• **SUPPLIED INFORMATION**
________

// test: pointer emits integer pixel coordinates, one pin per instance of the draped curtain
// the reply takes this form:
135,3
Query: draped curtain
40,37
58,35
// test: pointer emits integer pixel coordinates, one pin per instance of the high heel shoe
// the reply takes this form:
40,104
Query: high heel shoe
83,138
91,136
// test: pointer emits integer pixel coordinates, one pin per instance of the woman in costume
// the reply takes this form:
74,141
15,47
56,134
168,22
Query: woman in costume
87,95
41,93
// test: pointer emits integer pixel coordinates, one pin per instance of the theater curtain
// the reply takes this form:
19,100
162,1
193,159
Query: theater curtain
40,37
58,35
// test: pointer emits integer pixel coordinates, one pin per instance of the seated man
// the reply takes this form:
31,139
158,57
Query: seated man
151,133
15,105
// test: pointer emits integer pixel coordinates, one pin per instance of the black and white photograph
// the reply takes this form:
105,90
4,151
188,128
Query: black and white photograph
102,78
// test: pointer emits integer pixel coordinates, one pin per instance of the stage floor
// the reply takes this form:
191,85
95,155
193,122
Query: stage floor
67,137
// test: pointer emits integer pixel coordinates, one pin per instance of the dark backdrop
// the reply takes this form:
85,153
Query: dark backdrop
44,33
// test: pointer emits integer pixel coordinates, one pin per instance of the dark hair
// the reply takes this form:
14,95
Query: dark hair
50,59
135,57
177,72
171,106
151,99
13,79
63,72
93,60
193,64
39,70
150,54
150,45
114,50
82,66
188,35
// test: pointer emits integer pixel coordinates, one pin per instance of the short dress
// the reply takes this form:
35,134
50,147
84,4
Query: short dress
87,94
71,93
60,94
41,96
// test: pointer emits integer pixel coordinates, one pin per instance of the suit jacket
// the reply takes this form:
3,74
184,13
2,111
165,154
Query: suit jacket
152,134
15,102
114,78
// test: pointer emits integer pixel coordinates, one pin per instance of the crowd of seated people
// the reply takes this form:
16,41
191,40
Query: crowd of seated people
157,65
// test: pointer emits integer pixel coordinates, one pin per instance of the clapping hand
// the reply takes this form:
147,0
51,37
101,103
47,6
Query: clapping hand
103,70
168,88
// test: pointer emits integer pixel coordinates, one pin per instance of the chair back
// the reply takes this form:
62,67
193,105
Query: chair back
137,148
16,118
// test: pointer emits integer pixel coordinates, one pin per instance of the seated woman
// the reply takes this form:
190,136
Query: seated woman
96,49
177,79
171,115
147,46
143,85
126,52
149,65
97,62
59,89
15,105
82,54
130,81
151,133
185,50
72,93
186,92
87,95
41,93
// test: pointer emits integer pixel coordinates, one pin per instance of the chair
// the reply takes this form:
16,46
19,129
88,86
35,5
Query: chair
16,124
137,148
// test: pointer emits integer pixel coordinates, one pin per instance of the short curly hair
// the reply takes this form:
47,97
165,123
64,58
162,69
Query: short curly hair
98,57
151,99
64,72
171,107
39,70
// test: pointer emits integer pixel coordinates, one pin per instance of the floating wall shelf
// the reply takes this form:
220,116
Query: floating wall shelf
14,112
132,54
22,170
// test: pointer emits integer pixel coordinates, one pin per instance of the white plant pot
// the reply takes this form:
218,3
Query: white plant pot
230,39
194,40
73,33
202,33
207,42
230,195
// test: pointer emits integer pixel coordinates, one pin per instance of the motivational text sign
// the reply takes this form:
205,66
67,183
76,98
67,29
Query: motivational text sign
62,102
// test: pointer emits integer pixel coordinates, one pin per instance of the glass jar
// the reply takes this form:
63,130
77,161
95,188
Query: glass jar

________

• **WRITTEN REQUEST**
Everything from the line containing "the clapping hand" to the last line of the entries above should be quoted exactly, and only that.

• **PROBLEM SOLUTION**
// test: pointer emits integer pixel coordinates, one pin per instance of the clapping hand
// the reply takes this form:
147,0
51,37
101,103
47,6
Query: clapping hand
103,70
168,88
// test: pointer emits integer pixel coordinates, one pin per instance of the chair back
// the reply takes this form:
62,67
193,105
Query: chair back
137,148
16,118
// test: pointer emits integer pixel coordinates, one pin per instance of the seated woman
// the reply takes this form:
190,136
Query: seated woman
96,49
177,79
171,115
147,46
143,85
126,52
149,65
97,62
59,89
15,105
82,54
130,81
151,133
185,50
72,93
186,92
87,95
41,93
// test: pointer emits integer pixel coordinates, one pin per instance of the chair
// the reply takes this form:
16,46
19,129
88,86
35,5
Query: chair
16,124
137,148
// test: pointer emits integer pixel coordinates, one pin per instance of the short curly hair
// the reply takes this form:
47,97
165,123
64,58
162,69
Query: short curly hair
98,57
151,99
64,72
171,107
39,70
// test: pointer emits integer pixel coordinates, one pin per instance of the floating wall shelf
// the reply takes this form:
220,116
Query: floating wall shelf
14,112
132,54
22,170
// test: pointer emits integer pixel coordinates, one pin per instance of the white plant pot
// the reply takes this form:
218,3
Query: white plant pot
230,39
194,40
73,33
202,33
207,42
230,195
// test: pointer emits integer pixel coordinates, one pin per instance of the motivational text sign
// the reply takes this form:
205,66
67,183
76,98
67,29
Query: motivational text sign
62,102
// test: pointer emits integer pixel coordinates, one pin per instance of the glass jar
// the reply takes this form:
63,130
77,161
95,188
Query: glass jar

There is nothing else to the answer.